Pick up the article below on what managed, auto-scaling infrastructure hides from engineers, and continue it from its final sentence.

┌─ Extract to read

The "fix" most people reach for is a budget alert. But a budget alert is a smoke detector after the fire is already in the wall. You needed to know in week one, not in week four.

Modern anomaly-detection tools can shorten the gap from weeks to hours. They help. But notice the framing: each new tool exists because something underneath was hidden in the first place. The tool is a patch on a layer of invisibility, not a substitute for not having that layer.

Pain 2: performance degradation that auto-scaling hides

You're looking at a database load graph that's been climbing for three months. Why?

Is it because users are growing? Healthy. Or is it because your aggregation table is missing partitions, so query cost grows superlinearly with data volume? Not healthy.

When the database has fixed limits, this question gets forced on you. The database starts complaining. You have to look.

When the database auto-scales, the second condition is much easier to overlook. The infrastructure absorbs the inefficiency, and nothing forces you to look. The graph keeps climbing. The bill keeps climbing. Nobody traces it back to the actual code that's doing the wrong thing.

Pain 3: where the work actually happens

This is the one I think about most.

Someone I work with recently described a problem to me like this: the managed GraphQL layer is firing way too many SQL queries, and I need to do something about it.

I kept turning that statement over in my head. The managed GraphQL layer is firing too many SQL queries. What does that actually mean?

It means: queries are being issued, against a relational database, on behalf of an application this engineer is responsible for. And the engineer doesn't fully know how many, when, or with what transaction boundaries.

That last part is the one that matters. I asked them: if you're aggregating into yearly, monthly, and daily summary tables, and then setting a "processed" flag on the source records — and the very last UPDATE fails — can you roll all of that back? Is the whole sequence under your control?

I'm not sure they fully understood the question. To be fair, in the world they were handed on day one, the question doesn't naturally come up. The way the queries were resolved broke the unit of work into independent pieces, and each piece looked atomic on its own.

That isn't an SQL problem. It's a control problem.

A web design analogy

If I had to put this another way:

You can build a beautiful website using a no-code tool today. The output looks great. It deploys fine. It probably even works in production for a while.

└─
┌─ Recorded data

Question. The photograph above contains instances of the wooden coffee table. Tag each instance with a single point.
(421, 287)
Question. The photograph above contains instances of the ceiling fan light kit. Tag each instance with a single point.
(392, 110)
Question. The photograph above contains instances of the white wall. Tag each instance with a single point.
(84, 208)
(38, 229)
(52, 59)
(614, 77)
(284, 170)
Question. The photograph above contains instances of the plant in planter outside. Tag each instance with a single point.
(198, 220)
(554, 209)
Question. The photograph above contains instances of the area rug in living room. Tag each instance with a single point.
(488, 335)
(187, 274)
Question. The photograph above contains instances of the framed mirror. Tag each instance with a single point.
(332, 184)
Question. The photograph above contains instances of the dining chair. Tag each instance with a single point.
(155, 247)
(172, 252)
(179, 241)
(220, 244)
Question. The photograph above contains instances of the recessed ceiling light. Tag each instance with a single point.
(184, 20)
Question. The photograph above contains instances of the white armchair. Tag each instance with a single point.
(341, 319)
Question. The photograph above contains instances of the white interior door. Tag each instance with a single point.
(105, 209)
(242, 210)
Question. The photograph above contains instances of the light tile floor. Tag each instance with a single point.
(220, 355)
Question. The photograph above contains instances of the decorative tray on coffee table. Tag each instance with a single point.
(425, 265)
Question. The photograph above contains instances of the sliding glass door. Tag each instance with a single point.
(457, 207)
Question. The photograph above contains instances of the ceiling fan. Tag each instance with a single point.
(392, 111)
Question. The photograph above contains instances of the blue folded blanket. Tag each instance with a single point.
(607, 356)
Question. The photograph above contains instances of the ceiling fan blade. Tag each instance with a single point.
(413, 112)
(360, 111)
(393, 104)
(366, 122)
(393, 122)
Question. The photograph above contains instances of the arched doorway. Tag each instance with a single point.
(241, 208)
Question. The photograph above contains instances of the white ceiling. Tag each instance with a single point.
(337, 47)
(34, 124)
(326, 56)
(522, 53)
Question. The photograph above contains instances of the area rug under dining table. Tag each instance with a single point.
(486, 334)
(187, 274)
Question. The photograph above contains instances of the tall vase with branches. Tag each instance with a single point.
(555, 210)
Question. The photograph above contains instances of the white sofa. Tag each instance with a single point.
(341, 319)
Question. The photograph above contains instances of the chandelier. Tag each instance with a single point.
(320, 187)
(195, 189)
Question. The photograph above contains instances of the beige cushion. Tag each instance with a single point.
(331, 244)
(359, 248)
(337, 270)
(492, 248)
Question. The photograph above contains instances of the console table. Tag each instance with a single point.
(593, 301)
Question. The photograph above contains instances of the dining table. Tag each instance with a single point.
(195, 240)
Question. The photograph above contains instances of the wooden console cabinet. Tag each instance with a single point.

└─

▶ Result:
But when something needs adjusting at the level of the generated code, you're stuck. The tool has handed you a polished surface, and not the means to repair it. For prototyping, this is excellent. For long-term operation, it's a problem you'll only discover the day you need to fix something the tool didn't anticipate.

Serverless plus heavy abstraction layers, given to an engineer on day one, is a similar situation — except the things they can't repair include cost, performance, and transactional integrity, all at once.

The application engineer is the right judge — they just need to be able to see

Here's the part that often gets reversed in these discussions.

The right person to judge whether an application is well-optimized is the application engineer who built it. They know the business requirements. They know which endpoint is hit by 1M requests a day, and which one is hit by 10. They know which tables grow linearly with users and which grow with the square of users. Infrastructure people, by their position, often don't have this context — not because they lack ability, but because the role doesn't naturally include the business reasoning behind every endpoint. They can't make this judgment from the outside.

The application engineer is the right judge.

But to judge, they need to be able to see. They need to know how many SQL queries their endpoint issues. They need to know what transactions they own. They need to know what happens when the third write succeeds and the fourth fails. None of this is obscure or fancy — it's the basic literacy of running a relational database under load.

The problem isn't that abstractions exist. Abstractions are fine. The problem is that abstractions are now the first thing an engineer encounters, and the things underneath them are made deliberately invisible.

My setup, for what it's worth

I run something called LDX hub. It's a public API platform on top of an internal hub I've been growing for years. Five services, document processing, the usual.

For the public-facing edge, I use a managed gateway on a flat-rate monthly subscription. It's "serverless" in shape, but the billing is fixed. There is no cost-spike risk to monitor for. If the bill could ever scale with traffic — even gracefully — I would seriously reconsider. The flat rate is the entire reason this part of the stack is comfortable to me.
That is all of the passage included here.